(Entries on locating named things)
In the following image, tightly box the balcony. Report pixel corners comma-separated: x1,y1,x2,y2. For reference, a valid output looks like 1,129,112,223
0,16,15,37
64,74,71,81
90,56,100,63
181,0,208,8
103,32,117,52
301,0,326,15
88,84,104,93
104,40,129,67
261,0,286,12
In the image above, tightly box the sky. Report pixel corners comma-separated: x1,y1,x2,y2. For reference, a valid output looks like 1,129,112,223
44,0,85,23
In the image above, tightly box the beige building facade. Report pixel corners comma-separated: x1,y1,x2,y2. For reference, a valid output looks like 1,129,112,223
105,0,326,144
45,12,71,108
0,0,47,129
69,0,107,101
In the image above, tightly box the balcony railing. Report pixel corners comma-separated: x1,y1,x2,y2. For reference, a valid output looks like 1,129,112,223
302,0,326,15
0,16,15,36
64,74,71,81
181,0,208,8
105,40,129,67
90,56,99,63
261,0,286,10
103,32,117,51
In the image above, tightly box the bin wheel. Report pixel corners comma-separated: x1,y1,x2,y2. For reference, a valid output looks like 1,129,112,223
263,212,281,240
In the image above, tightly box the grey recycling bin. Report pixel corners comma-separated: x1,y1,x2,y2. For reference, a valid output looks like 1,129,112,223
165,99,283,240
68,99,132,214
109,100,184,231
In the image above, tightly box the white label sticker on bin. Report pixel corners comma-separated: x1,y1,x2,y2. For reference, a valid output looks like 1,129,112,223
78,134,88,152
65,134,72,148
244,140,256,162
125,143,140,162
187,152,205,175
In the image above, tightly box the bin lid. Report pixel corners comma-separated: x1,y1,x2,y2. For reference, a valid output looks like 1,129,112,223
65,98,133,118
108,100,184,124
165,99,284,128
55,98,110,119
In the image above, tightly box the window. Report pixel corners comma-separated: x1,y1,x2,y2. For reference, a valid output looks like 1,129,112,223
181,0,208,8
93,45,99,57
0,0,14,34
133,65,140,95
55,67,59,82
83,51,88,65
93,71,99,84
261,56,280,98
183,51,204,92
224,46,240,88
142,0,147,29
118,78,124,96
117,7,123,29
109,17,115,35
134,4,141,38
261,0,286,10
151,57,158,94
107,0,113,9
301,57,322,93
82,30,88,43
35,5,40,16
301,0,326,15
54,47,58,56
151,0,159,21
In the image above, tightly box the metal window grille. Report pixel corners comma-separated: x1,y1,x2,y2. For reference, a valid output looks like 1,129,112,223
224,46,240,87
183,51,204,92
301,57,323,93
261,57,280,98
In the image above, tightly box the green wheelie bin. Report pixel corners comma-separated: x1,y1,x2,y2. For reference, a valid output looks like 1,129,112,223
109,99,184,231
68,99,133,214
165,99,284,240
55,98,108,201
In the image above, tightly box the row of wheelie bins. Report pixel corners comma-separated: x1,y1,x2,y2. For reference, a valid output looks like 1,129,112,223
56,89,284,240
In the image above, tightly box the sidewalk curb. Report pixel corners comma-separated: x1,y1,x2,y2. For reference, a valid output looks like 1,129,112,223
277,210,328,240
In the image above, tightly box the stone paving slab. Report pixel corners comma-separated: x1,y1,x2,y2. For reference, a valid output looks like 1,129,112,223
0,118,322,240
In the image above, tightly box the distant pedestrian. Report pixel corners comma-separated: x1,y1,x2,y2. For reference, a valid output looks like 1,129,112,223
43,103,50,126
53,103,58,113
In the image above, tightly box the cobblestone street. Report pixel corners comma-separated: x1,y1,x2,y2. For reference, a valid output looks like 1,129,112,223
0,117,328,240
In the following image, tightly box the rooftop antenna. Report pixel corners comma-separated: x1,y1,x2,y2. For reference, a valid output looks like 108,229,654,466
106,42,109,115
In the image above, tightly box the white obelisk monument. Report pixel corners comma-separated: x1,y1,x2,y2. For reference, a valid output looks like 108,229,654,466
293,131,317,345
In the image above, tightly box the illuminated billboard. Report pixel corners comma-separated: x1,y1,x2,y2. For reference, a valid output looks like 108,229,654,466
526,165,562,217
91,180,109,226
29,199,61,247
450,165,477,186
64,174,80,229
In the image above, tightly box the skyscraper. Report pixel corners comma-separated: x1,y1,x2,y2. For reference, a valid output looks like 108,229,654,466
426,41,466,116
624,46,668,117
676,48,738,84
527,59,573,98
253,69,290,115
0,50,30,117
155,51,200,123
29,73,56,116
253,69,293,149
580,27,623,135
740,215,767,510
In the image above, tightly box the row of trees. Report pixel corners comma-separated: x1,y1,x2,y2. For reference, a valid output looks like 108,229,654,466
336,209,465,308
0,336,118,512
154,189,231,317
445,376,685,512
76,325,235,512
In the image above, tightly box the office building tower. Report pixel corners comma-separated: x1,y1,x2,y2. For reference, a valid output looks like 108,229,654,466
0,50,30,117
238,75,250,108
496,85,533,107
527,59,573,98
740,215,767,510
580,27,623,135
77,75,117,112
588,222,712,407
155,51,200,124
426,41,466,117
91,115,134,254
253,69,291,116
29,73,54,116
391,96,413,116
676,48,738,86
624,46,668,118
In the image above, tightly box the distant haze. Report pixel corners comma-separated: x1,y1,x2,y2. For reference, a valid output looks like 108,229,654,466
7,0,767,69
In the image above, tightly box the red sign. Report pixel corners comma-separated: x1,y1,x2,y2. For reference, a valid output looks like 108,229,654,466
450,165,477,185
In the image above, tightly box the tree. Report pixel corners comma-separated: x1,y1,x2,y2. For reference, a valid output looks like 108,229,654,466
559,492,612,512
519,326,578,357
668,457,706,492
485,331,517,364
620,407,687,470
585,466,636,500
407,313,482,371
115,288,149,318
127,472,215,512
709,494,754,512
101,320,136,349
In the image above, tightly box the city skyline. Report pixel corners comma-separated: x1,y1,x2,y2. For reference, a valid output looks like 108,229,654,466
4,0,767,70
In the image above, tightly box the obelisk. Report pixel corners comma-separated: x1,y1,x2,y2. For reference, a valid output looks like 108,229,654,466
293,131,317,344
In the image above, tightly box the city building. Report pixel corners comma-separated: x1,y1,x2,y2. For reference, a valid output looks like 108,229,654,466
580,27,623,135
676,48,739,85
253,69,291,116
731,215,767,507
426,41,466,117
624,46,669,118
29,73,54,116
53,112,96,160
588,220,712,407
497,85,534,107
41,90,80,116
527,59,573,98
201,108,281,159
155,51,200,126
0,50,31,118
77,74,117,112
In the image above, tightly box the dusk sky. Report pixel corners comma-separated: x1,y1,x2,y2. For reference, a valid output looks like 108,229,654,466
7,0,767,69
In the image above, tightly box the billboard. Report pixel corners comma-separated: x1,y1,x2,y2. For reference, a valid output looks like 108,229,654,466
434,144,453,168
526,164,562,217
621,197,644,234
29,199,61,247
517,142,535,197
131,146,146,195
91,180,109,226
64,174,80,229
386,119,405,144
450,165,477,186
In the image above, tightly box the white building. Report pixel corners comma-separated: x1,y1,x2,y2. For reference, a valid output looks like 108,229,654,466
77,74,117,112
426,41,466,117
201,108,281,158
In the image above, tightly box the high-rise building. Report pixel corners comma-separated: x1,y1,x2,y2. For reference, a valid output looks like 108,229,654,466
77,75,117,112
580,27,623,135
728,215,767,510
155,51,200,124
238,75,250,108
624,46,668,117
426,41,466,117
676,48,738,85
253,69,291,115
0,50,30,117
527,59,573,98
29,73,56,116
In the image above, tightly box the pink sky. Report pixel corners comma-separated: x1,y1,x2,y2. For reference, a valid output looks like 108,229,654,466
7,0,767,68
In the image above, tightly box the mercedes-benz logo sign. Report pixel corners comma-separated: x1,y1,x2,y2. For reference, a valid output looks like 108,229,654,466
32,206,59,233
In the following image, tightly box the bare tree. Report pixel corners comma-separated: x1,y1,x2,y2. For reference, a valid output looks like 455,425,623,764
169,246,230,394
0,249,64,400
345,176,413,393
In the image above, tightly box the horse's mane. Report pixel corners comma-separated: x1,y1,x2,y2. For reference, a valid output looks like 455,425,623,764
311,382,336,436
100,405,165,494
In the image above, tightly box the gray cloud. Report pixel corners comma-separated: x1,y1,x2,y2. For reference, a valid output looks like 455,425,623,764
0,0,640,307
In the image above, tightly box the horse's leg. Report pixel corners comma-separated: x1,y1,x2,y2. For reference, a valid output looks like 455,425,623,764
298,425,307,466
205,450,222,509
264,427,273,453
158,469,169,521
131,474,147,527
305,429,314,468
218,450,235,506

**DIRECTIONS FOR THIS TASK**.
Report each line of the entries above that contains the word "city", copying every such line in full.

**THE RESULT**.
In the image above, tightly box the city skyline. Report pixel corners comma-separated: x1,y1,x2,y2. For reference, a valid output looks like 108,229,654,466
In the image above, tightly box the city building. Report pixel corners comma-separated: x1,y1,x2,y2. For reference, a valid output looks like 108,229,654,466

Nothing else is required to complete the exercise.